### [Request]
Could you print every record below exactly as it appears?
[START]
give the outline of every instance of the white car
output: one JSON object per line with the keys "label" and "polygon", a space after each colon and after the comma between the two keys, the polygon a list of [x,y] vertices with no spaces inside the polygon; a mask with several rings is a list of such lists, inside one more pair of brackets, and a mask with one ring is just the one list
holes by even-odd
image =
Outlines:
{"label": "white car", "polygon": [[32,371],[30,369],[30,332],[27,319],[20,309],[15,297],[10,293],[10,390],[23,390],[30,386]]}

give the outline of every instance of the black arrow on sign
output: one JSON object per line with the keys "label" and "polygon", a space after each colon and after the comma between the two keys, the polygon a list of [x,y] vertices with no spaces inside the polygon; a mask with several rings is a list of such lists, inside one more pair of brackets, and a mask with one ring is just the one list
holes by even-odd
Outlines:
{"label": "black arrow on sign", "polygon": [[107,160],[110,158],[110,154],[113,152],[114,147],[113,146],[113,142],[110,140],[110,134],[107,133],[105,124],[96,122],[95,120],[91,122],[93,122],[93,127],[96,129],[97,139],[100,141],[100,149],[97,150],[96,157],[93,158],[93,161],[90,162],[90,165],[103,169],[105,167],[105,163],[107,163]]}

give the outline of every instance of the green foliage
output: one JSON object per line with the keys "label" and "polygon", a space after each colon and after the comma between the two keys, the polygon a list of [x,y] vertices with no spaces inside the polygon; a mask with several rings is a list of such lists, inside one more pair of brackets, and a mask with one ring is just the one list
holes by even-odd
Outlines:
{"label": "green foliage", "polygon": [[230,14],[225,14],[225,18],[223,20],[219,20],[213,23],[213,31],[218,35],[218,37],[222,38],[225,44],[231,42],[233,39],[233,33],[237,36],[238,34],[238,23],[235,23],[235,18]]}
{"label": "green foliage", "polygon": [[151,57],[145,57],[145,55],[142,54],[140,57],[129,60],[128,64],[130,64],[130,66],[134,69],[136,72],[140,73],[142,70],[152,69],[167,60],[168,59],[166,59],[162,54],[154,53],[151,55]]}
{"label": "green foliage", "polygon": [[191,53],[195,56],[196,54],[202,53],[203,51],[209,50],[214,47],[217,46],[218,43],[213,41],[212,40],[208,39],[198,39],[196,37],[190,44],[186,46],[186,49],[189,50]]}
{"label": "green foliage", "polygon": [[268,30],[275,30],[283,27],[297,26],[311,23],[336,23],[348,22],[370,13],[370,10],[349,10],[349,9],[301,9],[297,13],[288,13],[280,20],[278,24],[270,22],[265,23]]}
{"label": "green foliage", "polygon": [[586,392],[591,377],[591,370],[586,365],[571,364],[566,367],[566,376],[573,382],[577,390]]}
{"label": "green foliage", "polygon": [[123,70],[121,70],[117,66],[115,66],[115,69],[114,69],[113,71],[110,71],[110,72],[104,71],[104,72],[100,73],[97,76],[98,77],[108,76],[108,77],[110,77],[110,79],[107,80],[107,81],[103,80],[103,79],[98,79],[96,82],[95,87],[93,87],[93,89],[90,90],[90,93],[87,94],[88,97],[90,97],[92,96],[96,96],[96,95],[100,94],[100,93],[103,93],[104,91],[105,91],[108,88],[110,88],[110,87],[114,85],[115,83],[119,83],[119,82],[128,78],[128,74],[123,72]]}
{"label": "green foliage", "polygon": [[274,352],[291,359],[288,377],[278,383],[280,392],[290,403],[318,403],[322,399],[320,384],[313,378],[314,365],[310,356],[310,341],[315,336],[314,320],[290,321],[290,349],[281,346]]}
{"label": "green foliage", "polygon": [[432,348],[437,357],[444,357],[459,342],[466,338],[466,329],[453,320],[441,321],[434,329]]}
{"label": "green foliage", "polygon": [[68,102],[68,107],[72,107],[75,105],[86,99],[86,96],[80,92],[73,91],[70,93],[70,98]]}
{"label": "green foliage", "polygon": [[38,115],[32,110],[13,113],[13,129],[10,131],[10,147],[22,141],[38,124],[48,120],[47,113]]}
[END]
### [Solution for this problem]
give the outline of every instance of the white car
output: one JSON object per line with the keys "label" and "polygon", a space after each colon and after the comma between the two keys, the polygon a list of [x,y] vertices with no spaces inside the polygon; a mask with several rings is a list of such lists, inside one more pair of brackets, and a mask with one ring is just the one list
holes by even-odd
image =
Outlines:
{"label": "white car", "polygon": [[32,371],[30,369],[30,332],[27,319],[20,309],[15,297],[10,293],[10,390],[23,390],[30,386]]}

give the outline of every instance of the black arrow on sign
output: one JSON object per line with the keys "label" and "polygon", a space after each colon and after the comma between the two keys, the polygon a list of [x,y] vertices with no spaces inside the polygon; a mask with several rings is a list of such lists, inside one more pair of brackets, and a mask with one ring is just the one list
holes by even-odd
Outlines:
{"label": "black arrow on sign", "polygon": [[107,160],[110,158],[110,154],[113,152],[114,147],[113,146],[113,142],[110,140],[110,134],[107,133],[105,124],[96,122],[95,120],[91,122],[93,122],[93,127],[96,129],[97,139],[100,141],[100,149],[97,150],[96,157],[93,158],[93,161],[90,162],[90,165],[103,169],[105,167],[105,163],[107,163]]}

give the outline of every instance of the green foliage
output: one JSON object per line with the keys "label" and "polygon", a space after each colon and after the comma between the two keys, the polygon a list of [x,y] vertices with no spaces inside the polygon; a mask with several rings is a list of such lists, inside one more pair of brackets, and a mask with one ring is just the one list
holes by even-odd
Outlines:
{"label": "green foliage", "polygon": [[230,14],[225,14],[225,18],[223,20],[219,20],[213,23],[213,31],[218,35],[218,37],[222,38],[225,44],[231,42],[233,39],[233,33],[237,36],[238,34],[238,23],[235,23],[235,18]]}
{"label": "green foliage", "polygon": [[151,57],[145,57],[145,55],[142,54],[140,57],[129,60],[128,64],[130,64],[130,66],[134,69],[136,72],[140,73],[142,70],[152,69],[167,60],[168,59],[166,59],[162,54],[154,53],[151,55]]}
{"label": "green foliage", "polygon": [[191,53],[195,56],[196,54],[202,53],[203,51],[209,50],[214,47],[217,46],[218,43],[213,41],[212,40],[208,39],[198,39],[196,37],[190,44],[186,46],[186,49],[189,50]]}
{"label": "green foliage", "polygon": [[268,30],[275,30],[283,27],[297,26],[311,23],[336,23],[348,22],[370,13],[370,10],[349,10],[349,9],[301,9],[297,13],[288,13],[280,20],[278,24],[270,22],[265,23]]}
{"label": "green foliage", "polygon": [[586,392],[591,377],[591,370],[586,365],[571,364],[566,367],[566,376],[573,382],[577,390]]}
{"label": "green foliage", "polygon": [[123,70],[121,70],[117,66],[115,66],[115,69],[114,69],[113,71],[110,71],[110,72],[104,71],[104,72],[100,73],[97,76],[98,77],[108,76],[108,77],[110,77],[110,79],[107,80],[107,81],[103,80],[103,79],[98,79],[96,82],[95,87],[93,87],[93,89],[90,90],[90,93],[87,94],[88,97],[90,97],[92,96],[96,96],[96,95],[100,94],[100,93],[103,93],[104,91],[105,91],[108,88],[110,88],[110,87],[114,85],[115,83],[119,83],[119,82],[128,78],[128,74],[123,72]]}
{"label": "green foliage", "polygon": [[274,352],[291,359],[288,377],[278,383],[280,392],[290,403],[318,403],[322,399],[320,384],[313,378],[314,365],[310,356],[310,341],[315,336],[314,320],[290,321],[290,349],[281,346]]}
{"label": "green foliage", "polygon": [[432,348],[437,357],[444,357],[459,342],[466,338],[466,329],[453,320],[441,321],[434,329]]}
{"label": "green foliage", "polygon": [[68,102],[68,107],[72,107],[75,105],[86,99],[86,96],[80,92],[73,91],[70,93],[70,98]]}
{"label": "green foliage", "polygon": [[38,115],[32,110],[13,113],[13,129],[10,131],[10,147],[22,141],[38,124],[48,120],[47,113]]}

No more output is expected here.